#### DATA UNDER STUDY
★ ★ ★ ★ ★ ★ ★
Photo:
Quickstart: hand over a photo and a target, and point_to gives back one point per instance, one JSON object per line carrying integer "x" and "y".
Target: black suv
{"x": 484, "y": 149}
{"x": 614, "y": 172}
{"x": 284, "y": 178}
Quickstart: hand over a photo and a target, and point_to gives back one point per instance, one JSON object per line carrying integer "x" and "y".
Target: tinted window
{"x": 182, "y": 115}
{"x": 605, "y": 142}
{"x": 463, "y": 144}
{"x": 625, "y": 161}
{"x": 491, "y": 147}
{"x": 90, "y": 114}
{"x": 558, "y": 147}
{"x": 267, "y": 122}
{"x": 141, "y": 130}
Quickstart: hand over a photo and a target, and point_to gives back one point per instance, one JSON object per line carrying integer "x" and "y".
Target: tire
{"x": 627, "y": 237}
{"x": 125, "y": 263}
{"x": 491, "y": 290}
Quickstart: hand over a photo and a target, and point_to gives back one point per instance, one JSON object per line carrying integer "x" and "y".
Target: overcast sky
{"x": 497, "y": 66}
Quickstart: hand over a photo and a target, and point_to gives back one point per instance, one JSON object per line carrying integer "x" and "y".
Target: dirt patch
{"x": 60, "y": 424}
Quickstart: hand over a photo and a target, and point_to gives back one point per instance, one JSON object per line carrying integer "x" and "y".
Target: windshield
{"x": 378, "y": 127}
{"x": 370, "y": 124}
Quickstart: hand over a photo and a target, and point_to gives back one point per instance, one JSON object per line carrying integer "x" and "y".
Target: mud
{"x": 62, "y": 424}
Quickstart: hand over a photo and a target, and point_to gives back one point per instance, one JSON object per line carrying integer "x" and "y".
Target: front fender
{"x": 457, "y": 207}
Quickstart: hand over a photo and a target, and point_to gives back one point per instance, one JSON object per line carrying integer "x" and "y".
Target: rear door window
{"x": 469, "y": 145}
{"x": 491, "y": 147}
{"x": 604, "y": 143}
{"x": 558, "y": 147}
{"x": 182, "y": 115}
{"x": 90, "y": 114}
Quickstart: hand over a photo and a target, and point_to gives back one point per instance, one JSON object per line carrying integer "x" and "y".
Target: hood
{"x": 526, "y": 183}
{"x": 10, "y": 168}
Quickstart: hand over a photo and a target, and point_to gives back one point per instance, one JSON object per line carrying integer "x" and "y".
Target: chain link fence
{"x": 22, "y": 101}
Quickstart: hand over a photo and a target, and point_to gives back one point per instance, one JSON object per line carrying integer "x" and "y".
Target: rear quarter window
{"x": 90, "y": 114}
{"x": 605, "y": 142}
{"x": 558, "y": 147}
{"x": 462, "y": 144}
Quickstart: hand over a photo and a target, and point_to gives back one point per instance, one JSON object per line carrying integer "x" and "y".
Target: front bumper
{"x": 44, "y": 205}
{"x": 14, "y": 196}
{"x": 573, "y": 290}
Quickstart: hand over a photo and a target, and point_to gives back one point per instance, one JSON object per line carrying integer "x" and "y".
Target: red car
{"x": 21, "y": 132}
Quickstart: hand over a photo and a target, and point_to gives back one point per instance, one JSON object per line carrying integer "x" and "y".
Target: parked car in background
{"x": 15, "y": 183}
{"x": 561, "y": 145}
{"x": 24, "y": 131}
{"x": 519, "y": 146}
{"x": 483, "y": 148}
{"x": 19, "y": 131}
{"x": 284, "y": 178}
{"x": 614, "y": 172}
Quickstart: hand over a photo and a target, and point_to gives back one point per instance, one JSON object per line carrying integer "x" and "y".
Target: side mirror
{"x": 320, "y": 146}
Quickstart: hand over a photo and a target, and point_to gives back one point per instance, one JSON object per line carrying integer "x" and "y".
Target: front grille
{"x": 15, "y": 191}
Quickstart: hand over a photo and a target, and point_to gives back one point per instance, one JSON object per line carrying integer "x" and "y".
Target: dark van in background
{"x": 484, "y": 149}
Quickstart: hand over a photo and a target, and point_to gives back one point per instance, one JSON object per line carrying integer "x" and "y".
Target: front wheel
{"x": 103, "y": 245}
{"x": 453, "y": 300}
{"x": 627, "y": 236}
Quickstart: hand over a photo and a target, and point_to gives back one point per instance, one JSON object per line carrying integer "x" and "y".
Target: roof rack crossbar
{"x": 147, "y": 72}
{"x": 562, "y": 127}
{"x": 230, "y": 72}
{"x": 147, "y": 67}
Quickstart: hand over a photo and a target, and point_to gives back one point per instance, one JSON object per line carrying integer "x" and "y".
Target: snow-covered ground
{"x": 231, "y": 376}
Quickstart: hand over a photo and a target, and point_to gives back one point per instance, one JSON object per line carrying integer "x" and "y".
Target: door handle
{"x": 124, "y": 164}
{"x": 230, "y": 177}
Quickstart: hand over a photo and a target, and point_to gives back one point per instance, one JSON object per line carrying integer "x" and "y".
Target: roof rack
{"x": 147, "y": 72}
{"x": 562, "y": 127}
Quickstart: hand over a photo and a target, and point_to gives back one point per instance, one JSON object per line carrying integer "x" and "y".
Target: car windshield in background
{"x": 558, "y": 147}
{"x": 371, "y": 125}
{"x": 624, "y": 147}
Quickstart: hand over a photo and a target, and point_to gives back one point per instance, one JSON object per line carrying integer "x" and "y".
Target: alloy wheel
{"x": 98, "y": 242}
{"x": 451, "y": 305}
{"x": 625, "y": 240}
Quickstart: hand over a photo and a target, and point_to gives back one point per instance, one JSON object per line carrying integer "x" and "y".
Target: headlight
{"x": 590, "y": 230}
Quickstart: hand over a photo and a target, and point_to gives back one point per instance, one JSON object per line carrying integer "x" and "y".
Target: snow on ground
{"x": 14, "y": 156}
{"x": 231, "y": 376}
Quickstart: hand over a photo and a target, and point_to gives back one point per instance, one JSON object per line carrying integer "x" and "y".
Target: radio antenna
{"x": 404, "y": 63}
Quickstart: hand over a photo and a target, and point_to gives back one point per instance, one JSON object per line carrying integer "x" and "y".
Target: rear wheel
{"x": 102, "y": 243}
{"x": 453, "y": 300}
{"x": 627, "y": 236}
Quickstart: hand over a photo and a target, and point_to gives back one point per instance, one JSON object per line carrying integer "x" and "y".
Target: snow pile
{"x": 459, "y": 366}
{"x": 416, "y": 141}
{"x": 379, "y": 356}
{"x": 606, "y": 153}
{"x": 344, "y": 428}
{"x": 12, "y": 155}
★ ★ ★ ★ ★ ★ ★
Every record above needs to be given again exactly.

#### ANSWER
Photo:
Quickstart: hand over a photo and a target, and point_to gives back one point per instance, one JSON object per line carrying integer "x" and "y".
Target: black suv
{"x": 484, "y": 149}
{"x": 614, "y": 172}
{"x": 284, "y": 178}
Quickstart: hand over a photo and a target, and point_to gives back one point per instance, one JSON object per line carrying integer "x" and "y".
Target: tinted window
{"x": 182, "y": 115}
{"x": 605, "y": 142}
{"x": 463, "y": 144}
{"x": 625, "y": 161}
{"x": 491, "y": 147}
{"x": 90, "y": 114}
{"x": 558, "y": 147}
{"x": 267, "y": 122}
{"x": 141, "y": 130}
Quickstart: hand over a photo and a target, and point_to gives back one point per instance, one JSON object per line carrying integer "x" and "y".
Target: tire
{"x": 627, "y": 237}
{"x": 125, "y": 263}
{"x": 491, "y": 290}
Quickstart: hand over a photo and a target, and point_to gives back one point per instance, one JSON object per line carrying integer "x" and "y".
Target: overcast sky
{"x": 497, "y": 66}
Quickstart: hand over a photo and a target, and point_to gives back one point per instance, one JSON object per line carrying integer "x" and "y".
Target: dirt patch
{"x": 60, "y": 424}
Quickstart: hand over a photo and a target, and point_to gives back one point per instance, one JSON object per line carrying integer "x" and "y".
Target: windshield
{"x": 378, "y": 127}
{"x": 370, "y": 124}
Quickstart: hand over a photo and a target, and point_to gives back one point per instance, one JSON object per line carrying integer "x" and "y".
Target: mud
{"x": 62, "y": 424}
Quickstart: hand over a photo and a target, and point_to gives back one point per instance, one JSON object per line carrying integer "x" and "y".
Target: front fender
{"x": 457, "y": 207}
Quickstart: hand over a photo and a target, and point_to gives back one point per instance, one JSON object per line carrying integer "x" and "y".
Target: rear door window
{"x": 469, "y": 145}
{"x": 491, "y": 147}
{"x": 604, "y": 143}
{"x": 558, "y": 147}
{"x": 182, "y": 115}
{"x": 90, "y": 114}
Quickstart: hand over a photo and a target, and point_to gives back one point per instance, one JSON object per line carrying integer "x" and "y".
Target: hood
{"x": 526, "y": 183}
{"x": 10, "y": 168}
Quickstart: hand over a photo and a target, and point_to gives back one point per instance, one JSON object per line carrying integer "x" and "y".
Target: chain link fence
{"x": 22, "y": 101}
Quickstart: hand over a photo and a target, and point_to gives back one point per instance, one JSON object per line carrying integer "x" and "y".
Target: rear quarter window
{"x": 90, "y": 114}
{"x": 605, "y": 142}
{"x": 558, "y": 147}
{"x": 462, "y": 144}
Quickstart: hand over a photo and a target, and point_to gives back one point per instance, one JSON object per line carrying integer "x" and "y".
Target: front bumper
{"x": 44, "y": 205}
{"x": 14, "y": 196}
{"x": 573, "y": 290}
Quickstart: hand over a photo and a target, and point_to gives back one point per instance, one JSON object per line carrying integer "x" and "y".
Target: red car
{"x": 21, "y": 132}
Quickstart: hand over a photo and a target, and point_to gives back one point per instance, one JSON object per line carrying integer "x" and "y".
Target: parked car in background
{"x": 15, "y": 183}
{"x": 561, "y": 145}
{"x": 24, "y": 131}
{"x": 519, "y": 146}
{"x": 483, "y": 148}
{"x": 19, "y": 131}
{"x": 284, "y": 178}
{"x": 614, "y": 172}
Quickstart: hand over a photo and a target, and point_to gives back one point per instance, one JSON object per line carrying integer "x" and "y".
Target: side mirror
{"x": 320, "y": 146}
Quickstart: hand over a photo and a target, and point_to gives back one point per instance, one JSON object per line carrying integer "x" and "y".
Target: front grille
{"x": 15, "y": 191}
Quickstart: hand over a photo and a target, and point_to gives back one point per instance, one JSON object per line carrying integer "x" and "y".
Target: dark van in background
{"x": 484, "y": 149}
Quickstart: hand over a photo and a target, and point_to gives back one point per instance, one JSON object per line carrying integer "x" and "y".
Target: front wheel
{"x": 103, "y": 245}
{"x": 453, "y": 300}
{"x": 627, "y": 236}
Quickstart: hand over a photo and a target, and point_to gives back one point per instance, one JSON object per line carrying integer "x" and "y".
Target: roof rack crossbar
{"x": 147, "y": 72}
{"x": 562, "y": 127}
{"x": 230, "y": 72}
{"x": 147, "y": 67}
Quickstart: hand over a photo and a target, and point_to gives back one point per instance, one JSON object per line carrying integer "x" and "y".
Target: snow-covered ground
{"x": 231, "y": 376}
Quickstart: hand over a photo and a target, and point_to gives back one point per instance, one JSON object per line carrying integer "x" and "y".
Target: door handle
{"x": 124, "y": 164}
{"x": 230, "y": 177}
Quickstart: hand over a photo and a target, and point_to gives back one point per instance, one JSON object per line carrying integer "x" and "y".
Target: roof rack
{"x": 147, "y": 72}
{"x": 562, "y": 127}
Quickstart: hand over a photo and a target, and point_to gives back one point per instance, one JSON object per line carrying integer "x" and "y".
Target: car windshield in background
{"x": 558, "y": 147}
{"x": 371, "y": 125}
{"x": 624, "y": 147}
Quickstart: hand over a photo and a target, and point_to gives back one point per instance, one JSON object per line carrying integer "x" and "y".
Target: alloy wheel
{"x": 98, "y": 242}
{"x": 451, "y": 305}
{"x": 625, "y": 240}
Quickstart: hand over a photo and a target, and point_to gives back one point per instance, one JSON object per line carrying integer "x" and "y".
Target: headlight
{"x": 590, "y": 230}
Quickstart: hand over a photo and a target, and point_to gives back one point per instance, one JSON object per line carrying integer "x" and "y".
Target: snow on ground
{"x": 14, "y": 156}
{"x": 231, "y": 376}
Quickstart: hand over a photo and a target, and point_to gives back one point per instance, one JSON object per line carrying integer "x" and "y".
Target: radio antenna
{"x": 404, "y": 63}
Quickstart: hand over a photo and a target, and point_to gives back one point per instance, one JSON object per line carrying integer "x" and "y".
Target: rear wheel
{"x": 102, "y": 243}
{"x": 453, "y": 300}
{"x": 627, "y": 236}
Quickstart: hand over a photo and a target, and point_to gives back one point per instance, one JSON object per line carrying integer "x" and "y".
Target: snow pile
{"x": 459, "y": 366}
{"x": 416, "y": 141}
{"x": 379, "y": 356}
{"x": 606, "y": 153}
{"x": 344, "y": 428}
{"x": 12, "y": 155}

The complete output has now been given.